> **EXTRAIT CHOISI**
= = = = = = =
Le Conseil a récemment réitéré cette exigence lors de l'examen de la loi du 20 mai 2021 pour une sécurité globale préservant les libertés37.

 

Il a été conduit à se prononcer sur des dispositions qui modifiaient celles de l'article 71-1-1 du CPP dont il était saisi dans le cadre de la présente QPC afin de permettre à un OPJ ou à un APJ de requérir, sans autorisation du procureur de la République, auprès de tout organisme public de lui remettre des informations intéressant l'enquête sans que puisse lui être opposée, sans motif légitime, l'obligation au secret professionnel.

 

Saisi d'un grief tiré de la méconnaissance du droit au respect de la vie privée et de la méconnaissance de l'article 66 de la Constitution, le Conseil a, dans sa décision n° 2019-778 DC du 21 mars 2019, censuré ces dispositions au motif que : « Ces réquisitions pouvant porter sur toute information relative à la vie privée et être adressées à toutes personnes sans autorisation du procureur de la République, dans le cadre de l'enquête préliminaire, le législateur a méconnu l'exigence de direction et de contrôle de l'autorité judiciaire sur la police judiciaire résultant de l'article 66 de la Constitution. Le paragraphe VI de l'article 47 est donc contraire à la Constitution » 38.

 

b. – L'encadrement des techniques spéciales d'enquête

 

* Le Conseil a examiné à plusieurs reprises l'utilisation de techniques spéciales d'enquête en matière de procédure pénale.
= = = = = = =
> **DONNÉES BRUTES**
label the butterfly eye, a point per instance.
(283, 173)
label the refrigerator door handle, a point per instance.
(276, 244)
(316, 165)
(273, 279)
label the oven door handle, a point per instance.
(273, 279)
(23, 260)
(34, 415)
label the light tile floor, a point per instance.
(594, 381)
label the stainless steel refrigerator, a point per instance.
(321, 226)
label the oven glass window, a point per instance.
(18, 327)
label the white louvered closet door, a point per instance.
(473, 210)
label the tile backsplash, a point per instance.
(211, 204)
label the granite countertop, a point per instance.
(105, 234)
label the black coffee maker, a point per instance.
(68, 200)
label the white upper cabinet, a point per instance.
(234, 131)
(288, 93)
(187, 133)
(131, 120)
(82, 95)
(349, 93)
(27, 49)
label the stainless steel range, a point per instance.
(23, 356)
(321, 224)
= = = = = = =
> **CONSIGNE**
Poursuivez l'extrait sur le Conseil et les techniques spéciales d'enquête, juste après sa dernière phrase.

> **RÉPONSE À LA CONSIGNE**
Il a fixé le cadre de son contrôle dans sa décision n° 2004-492 DC du 2 mars 2004 : « Considérant qu'il résulte de l'ensemble de ces dispositions que, si le législateur peut prévoir des mesures d'investigation spéciales en vue de constater des crimes et délits d'une gravité et d'une complexité particulières, d'en rassembler les preuves et d'en rechercher les auteurs, c'est sous réserve que ces mesures soient conduites dans le respect des prérogatives de l'autorité judiciaire, gardienne de la liberté individuelle, et que les restrictions qu'elles apportent aux droits constitutionnellement garantis soient nécessaires à la manifestation de la vérité, proportionnées à la gravité et à la complexité des infractions commises et n'introduisent pas de discriminations injustifiées ; qu'il appartient à l'autorité judiciaire de veiller au respect de ces principes, rappelés à l'article préliminaire du code de procédure pénale, dans l'application des règles de procédure pénale spéciales instituées par la loi »39.

 

Le Conseil apprécie ainsi si le recours à des techniques spéciales d'investigation s'accompagne de garanties suffisantes. À l'occasion de cette même décision, il a jugé, en ce sens, que les interceptions de correspondances prévues par les dispositions contestées étaient conformes à la Constitution au motif que « les dispositions critiquées ne s'appliquent que pour la recherche des auteurs des infractions entrant dans le champ d'application de l'article 706-73 ; qu'elles doivent être exigées par les besoins de l'enquête et autorisées par le juge des libertés et de la détention du tribunal de grande instance, à la requête du procureur de la République ; que cette autorisation est délivrée pour une durée maximale de quinze jours, qui n'est renouvelable qu'une fois, sous le contrôle du juge des libertés et de la détention ; / Considérant, par ailleurs, que demeurent applicables les garanties procédurales requises pour l'utilisation de tels procédés dans le cadre de l'instruction, s'agissant des autres types d'infractions »40.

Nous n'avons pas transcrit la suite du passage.